*What is required*. Go over the data and keep only the lines that include "positive".

[Data shown — start]

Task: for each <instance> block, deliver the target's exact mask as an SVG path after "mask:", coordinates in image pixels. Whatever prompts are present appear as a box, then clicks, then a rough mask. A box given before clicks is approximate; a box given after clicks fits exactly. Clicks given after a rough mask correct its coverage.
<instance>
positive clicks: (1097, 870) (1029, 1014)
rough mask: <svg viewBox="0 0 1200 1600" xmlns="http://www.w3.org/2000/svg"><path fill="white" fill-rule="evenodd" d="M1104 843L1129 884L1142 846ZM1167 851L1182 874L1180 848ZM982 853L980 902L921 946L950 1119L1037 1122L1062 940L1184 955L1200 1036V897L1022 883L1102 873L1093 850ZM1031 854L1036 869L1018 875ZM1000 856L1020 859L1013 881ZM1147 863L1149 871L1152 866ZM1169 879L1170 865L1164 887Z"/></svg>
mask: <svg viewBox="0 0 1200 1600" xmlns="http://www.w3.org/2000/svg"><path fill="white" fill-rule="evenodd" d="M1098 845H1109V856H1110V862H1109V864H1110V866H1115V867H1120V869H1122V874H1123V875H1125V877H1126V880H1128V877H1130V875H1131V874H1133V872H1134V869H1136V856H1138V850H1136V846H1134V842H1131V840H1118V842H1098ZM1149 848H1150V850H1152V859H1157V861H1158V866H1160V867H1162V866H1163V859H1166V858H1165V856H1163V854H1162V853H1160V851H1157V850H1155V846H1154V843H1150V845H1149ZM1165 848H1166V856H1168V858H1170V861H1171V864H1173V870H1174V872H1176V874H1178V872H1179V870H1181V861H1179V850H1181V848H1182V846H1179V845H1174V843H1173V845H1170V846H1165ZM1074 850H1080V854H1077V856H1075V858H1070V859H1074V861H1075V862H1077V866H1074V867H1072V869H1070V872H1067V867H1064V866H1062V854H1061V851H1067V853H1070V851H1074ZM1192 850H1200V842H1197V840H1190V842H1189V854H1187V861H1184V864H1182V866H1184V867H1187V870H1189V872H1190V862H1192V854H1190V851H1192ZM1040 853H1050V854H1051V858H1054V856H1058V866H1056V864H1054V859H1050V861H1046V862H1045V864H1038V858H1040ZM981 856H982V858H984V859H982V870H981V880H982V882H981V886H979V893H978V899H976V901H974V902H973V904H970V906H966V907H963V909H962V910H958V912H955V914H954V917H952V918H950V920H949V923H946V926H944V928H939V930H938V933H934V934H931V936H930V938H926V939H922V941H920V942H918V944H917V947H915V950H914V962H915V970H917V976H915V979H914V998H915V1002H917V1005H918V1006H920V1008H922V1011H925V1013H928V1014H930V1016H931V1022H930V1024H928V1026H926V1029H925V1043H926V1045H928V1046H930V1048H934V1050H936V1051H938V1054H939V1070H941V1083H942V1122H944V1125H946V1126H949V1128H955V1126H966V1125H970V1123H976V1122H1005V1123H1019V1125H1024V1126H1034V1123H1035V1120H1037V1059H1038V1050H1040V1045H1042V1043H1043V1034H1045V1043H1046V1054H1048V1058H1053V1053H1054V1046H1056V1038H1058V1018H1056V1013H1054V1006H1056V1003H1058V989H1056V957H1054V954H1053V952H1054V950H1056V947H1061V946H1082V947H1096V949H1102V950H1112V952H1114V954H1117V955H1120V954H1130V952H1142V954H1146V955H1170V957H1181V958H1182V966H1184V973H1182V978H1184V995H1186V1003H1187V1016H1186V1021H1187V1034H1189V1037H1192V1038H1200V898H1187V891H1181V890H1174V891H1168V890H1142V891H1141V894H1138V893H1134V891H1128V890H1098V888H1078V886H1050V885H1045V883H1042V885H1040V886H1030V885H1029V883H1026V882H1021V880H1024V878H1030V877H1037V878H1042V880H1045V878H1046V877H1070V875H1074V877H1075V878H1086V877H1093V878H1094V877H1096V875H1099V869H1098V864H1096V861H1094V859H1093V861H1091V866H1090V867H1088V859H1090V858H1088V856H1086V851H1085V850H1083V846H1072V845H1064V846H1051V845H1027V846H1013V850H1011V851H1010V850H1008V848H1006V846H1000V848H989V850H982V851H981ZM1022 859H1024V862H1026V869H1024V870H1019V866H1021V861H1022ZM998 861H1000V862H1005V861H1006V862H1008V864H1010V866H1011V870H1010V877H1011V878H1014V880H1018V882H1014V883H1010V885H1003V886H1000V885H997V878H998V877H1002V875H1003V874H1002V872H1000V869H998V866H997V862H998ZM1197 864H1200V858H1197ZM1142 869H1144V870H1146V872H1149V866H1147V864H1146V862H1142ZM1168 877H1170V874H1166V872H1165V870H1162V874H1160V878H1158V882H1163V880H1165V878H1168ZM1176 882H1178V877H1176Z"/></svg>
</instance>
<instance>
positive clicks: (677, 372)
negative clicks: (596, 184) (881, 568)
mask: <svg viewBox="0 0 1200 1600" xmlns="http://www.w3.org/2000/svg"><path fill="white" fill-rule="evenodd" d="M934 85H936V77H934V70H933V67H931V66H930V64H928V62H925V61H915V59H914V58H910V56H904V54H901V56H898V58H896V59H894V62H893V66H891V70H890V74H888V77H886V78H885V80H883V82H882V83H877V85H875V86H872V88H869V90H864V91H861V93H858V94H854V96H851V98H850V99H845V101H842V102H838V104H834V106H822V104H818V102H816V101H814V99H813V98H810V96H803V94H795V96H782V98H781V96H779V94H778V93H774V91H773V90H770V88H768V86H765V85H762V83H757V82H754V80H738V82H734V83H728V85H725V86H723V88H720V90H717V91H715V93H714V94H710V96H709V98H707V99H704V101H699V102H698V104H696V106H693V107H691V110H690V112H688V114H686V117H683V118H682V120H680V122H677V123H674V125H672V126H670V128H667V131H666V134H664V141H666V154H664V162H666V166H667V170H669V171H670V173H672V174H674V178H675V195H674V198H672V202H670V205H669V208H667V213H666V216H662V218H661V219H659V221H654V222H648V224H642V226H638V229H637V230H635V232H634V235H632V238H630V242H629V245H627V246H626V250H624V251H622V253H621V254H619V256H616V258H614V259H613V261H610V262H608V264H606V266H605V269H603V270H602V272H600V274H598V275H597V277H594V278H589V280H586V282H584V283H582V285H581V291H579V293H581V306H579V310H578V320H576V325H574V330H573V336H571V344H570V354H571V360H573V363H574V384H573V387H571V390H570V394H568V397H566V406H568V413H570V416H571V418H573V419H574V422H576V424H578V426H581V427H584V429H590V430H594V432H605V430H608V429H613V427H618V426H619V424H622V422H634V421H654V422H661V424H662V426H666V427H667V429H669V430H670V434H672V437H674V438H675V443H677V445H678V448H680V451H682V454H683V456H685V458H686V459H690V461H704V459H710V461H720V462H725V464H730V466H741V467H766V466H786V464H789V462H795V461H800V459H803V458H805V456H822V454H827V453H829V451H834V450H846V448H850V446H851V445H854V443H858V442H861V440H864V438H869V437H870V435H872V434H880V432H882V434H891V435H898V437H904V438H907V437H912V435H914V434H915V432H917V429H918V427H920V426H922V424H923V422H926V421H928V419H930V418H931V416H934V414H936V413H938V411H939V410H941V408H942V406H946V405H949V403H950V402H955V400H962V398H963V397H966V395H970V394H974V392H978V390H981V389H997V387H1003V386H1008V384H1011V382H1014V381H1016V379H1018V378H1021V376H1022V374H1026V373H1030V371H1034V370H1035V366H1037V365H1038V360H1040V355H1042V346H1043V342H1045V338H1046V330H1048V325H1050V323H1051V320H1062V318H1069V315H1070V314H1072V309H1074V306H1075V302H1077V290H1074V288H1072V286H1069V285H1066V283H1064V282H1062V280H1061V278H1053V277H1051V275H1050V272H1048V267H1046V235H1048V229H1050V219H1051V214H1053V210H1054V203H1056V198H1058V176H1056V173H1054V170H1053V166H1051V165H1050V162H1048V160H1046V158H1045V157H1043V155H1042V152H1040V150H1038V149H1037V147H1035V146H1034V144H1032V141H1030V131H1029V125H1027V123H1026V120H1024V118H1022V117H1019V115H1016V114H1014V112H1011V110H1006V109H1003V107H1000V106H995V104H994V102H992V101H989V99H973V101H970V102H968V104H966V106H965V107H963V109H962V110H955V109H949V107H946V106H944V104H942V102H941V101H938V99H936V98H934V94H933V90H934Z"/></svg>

[Data shown — finish]

*Response for this exercise*.
positive clicks: (1097, 870) (1029, 1014)
positive clicks: (677, 372)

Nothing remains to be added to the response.